## Série d'exercices
1) Dans le texte sur Tawera Kerr-Barlow, jusqu'en quelle année son contrat avec le Stade Rochelais est-il prolongé ?
2) D'après le texte sur Tawera Kerr-Barlow, pourquoi sa prolongation est-elle un choix du cœur ? Répondez en une à trois phrases.
3) Poursuivez le texte sur Tawera Kerr-Barlow à partir de sa dernière phrase.
━━ Texte du document ━━
Mais les Maritimes sont restés sur leur faim et vont faire une saison XXL, en allant pour la première fois de l’histoire du club en finale de Champions Cup et de Top 14, à chaque fois contre le Stade Toulousain. Le premier rendez-vous est à Twickenham pour la coupe d’Europe. Dans un match dicté par la pluie et le carton rouge de Levani Botia (27′), Toulouse mène la confrontation (22-12), mais à la 71ème minute, Kerr-Barlow redonne un espoir à ses coéquipiers avec un essai en sortie de ruck. Après un groupé pénétrant, TKB récupère le ballon, essaie de marquer en s’attaquant à son vis-à-vis Antoine Dupont, mais échoue. Après quelques pick and go, Ihaia West se positionne pour récupérer la passe de son compatriote, mais KerrBarlow décide d’utiliser West comme leurre pour aller directement derrière l’en-but. Pour autant, cette belle action ne permet pas aux Rochelais de l’emporter. Rebelote un mois après, en finale de Top 14. À l’image de son club, Tawera fait sa meilleure saison sous les couleurs jaune et noir avec quatre essais (son record à ce moment-là), 26 feuilles de match dont 23 titularisations, et 1671 minutes de temps de jeu. Un record dans sa carrière. Mais ce n’est que le début de sa montée en puissance.

Pour la saison 2021-2022, le Stade Rochelais compte bien goûter à la victoire pour la première fois de son histoire et pour cela, il prolonge Romain Sazy (jusqu’en 2023), Kévin Gourdon (jusqu’en 2024), et Tawera Kerr-Barlow (jusqu’en 2025). Au-delà de la possibilité d’aller glaner un titre, c’est un choix du cœur pour TKB : « Ma famille et moi sommes très heureux de rester ici. Quand on est arrivés en 2017, je ne pensais pas rester tant d’années. Deux de mes enfants sont nés ici, j’ai un vrai lien avec la ville et ses habitants. »  En plus de sa prolongation, il devient centurion le 6 février 2022, lors de la rencontre au Stade Aguilera face à Biarritz. Pour célébrer ça, il marque le premier essai de son équipe. Biarritz, club contre qui il a mis un triplé à domicile, un peu plus tôt dans la saison.
━━━
━━ Données extraites ━━
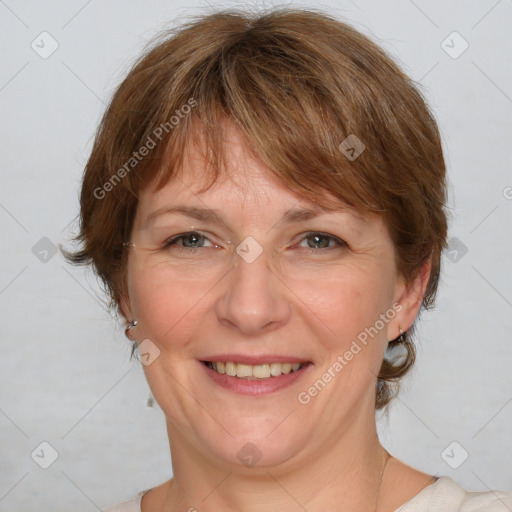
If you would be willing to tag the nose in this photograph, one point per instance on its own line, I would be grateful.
(254, 299)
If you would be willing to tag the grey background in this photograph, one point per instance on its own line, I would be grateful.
(65, 374)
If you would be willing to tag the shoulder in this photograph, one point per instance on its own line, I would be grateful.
(445, 495)
(132, 505)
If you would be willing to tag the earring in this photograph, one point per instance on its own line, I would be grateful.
(401, 337)
(131, 326)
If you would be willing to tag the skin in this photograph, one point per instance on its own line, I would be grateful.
(313, 456)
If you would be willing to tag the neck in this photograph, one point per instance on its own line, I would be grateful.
(343, 473)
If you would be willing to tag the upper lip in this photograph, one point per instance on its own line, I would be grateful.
(254, 360)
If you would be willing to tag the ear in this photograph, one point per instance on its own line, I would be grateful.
(125, 308)
(409, 295)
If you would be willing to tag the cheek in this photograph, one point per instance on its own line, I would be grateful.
(163, 306)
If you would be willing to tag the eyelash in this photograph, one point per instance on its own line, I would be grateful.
(192, 250)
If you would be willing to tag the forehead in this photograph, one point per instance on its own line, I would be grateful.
(244, 179)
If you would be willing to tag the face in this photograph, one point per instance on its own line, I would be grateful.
(254, 284)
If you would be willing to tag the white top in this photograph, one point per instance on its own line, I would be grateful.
(445, 495)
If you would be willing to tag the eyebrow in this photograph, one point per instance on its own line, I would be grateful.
(207, 214)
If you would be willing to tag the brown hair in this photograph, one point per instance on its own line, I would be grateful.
(296, 83)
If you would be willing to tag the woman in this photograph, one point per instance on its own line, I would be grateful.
(264, 202)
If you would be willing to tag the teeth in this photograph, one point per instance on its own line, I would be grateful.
(259, 371)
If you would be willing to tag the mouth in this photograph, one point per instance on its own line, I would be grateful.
(255, 372)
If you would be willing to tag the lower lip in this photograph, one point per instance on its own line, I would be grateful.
(255, 387)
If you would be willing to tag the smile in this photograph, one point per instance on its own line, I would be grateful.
(254, 372)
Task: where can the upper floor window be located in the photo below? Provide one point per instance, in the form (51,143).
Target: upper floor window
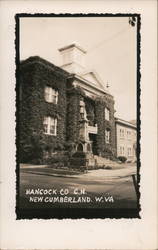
(122,133)
(122,152)
(50,125)
(107,136)
(129,151)
(107,114)
(51,95)
(128,134)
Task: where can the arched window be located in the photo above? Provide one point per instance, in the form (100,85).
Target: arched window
(88,147)
(107,114)
(80,147)
(107,135)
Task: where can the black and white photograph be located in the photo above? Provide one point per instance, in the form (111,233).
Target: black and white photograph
(78,109)
(77,116)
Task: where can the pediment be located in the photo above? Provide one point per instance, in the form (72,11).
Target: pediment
(93,78)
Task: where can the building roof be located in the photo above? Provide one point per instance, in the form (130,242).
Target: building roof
(125,123)
(72,46)
(51,66)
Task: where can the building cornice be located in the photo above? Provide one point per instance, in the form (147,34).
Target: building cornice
(89,85)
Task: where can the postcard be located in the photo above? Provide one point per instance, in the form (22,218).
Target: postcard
(78,125)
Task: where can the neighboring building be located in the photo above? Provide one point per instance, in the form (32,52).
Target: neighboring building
(126,139)
(64,107)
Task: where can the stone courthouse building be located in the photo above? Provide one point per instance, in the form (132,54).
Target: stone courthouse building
(64,108)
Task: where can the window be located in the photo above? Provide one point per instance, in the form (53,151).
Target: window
(50,125)
(129,151)
(107,136)
(121,133)
(129,135)
(122,151)
(51,95)
(107,114)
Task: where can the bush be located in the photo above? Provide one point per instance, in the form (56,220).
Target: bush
(122,158)
(77,161)
(79,155)
(58,159)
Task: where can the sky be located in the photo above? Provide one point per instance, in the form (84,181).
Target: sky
(110,43)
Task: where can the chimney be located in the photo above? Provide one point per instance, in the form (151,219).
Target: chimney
(73,58)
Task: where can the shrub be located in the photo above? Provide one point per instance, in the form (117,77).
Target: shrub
(79,155)
(122,158)
(58,159)
(77,161)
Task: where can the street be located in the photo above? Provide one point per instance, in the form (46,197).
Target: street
(95,189)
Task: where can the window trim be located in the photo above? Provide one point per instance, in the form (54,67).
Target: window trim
(48,122)
(107,114)
(50,94)
(107,136)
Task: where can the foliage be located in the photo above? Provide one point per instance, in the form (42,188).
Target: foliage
(122,158)
(79,155)
(76,162)
(33,107)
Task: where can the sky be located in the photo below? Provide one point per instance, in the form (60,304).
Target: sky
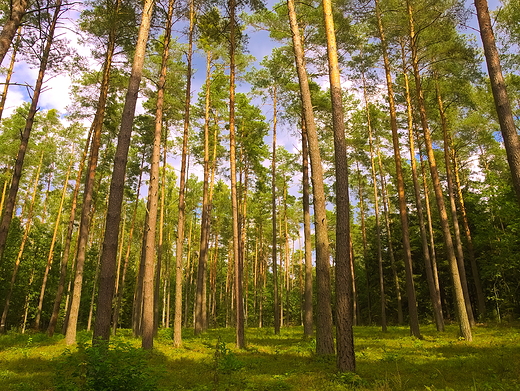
━━━
## Réponses attendues
1) Jusqu'en 2025.

2) Sa famille et lui sont très heureux de rester. Deux de ses enfants sont nés sur place, et il a un vrai lien avec la ville et ses habitants.

3)
Les matchs s’enchaînent et la fin de saison aussi, avec dans le viseur la Champions Cup. Le demi de mêlée a manqué la seule défaite en poule à Bath, mais il compte bien offrir le titre au Jaune et Noir, en commençant avec Bordeaux-Bègles en 8ème de finale. C’est lors du match retour à Deflandre que Tawera se fait remarquer, avec un essai de finisseur et une passe décisive au pied pour Levani Botia. Un mois après, c’est la réception de Montpellier où sa vista joue beaucoup dans la réussite du match, même si on note une erreur de sa part. Pas le temps de se reposer car la semaine d’après, ce sont les demi-finales à Lens, face au Racing 92. Un match où il sort prématurément à la 53ème minute. En conférence de presse, Ronan O’Gara annonce qu’il est blessé à la main gauche. Une blessure qui clôt une sacrée saison, où il marque sept essais, mais la blessure l’empêche de participer au premier sacre du club à la caravelle.

Même si Tawera dit ne pas mal vivre son absence lors du sacre européen, il va tout faire pour cette fois y participer. Lors de la saison 2022-2023, Kerr-Barlow a proposé ce qu’il a fait de mieux avec La Rochelle. Sa présence et son vice sont des plus affutés, il marque huit essais (son record) tout du long de la saison dont cinq en coupe d’Europe. Un essai de filou devant la ligne face à Gloucester en huitième de finale, un doublé en quart face aux Saracens, avec un essai de feinteur qui finit sur une grosse course, et un essai de finisseur. Rebelote en demi-finale face à Exeter, encore un doublé, avec un essai de finition et un autre où il attaque la ligne. Pour au final, devenir champion d’Europe, après six années sur le sol européen. Mais la saison n’est pas terminée, les Jaune et Noir jouent le doublé. C’est lors de la finale de Top 14 qu’il propose sa plus belle partition. Présent dans chaque ruck, il enchaîne les passes laser et joue de ses crochets pour marquer l’essai de l’égalisation juste avant la mi-temps. Mais cela ne permet pas aux Rochelais de l’emporter. Kerr-Barlow connaît au moins un titre cette saison-là et est salué comme il se doit ! « Pour moi, c’est le deuxième meilleur numéro 9 du monde derrière (Antoine) Dupont. », déclarait Ronan O’Gara après le match contre les Saracens.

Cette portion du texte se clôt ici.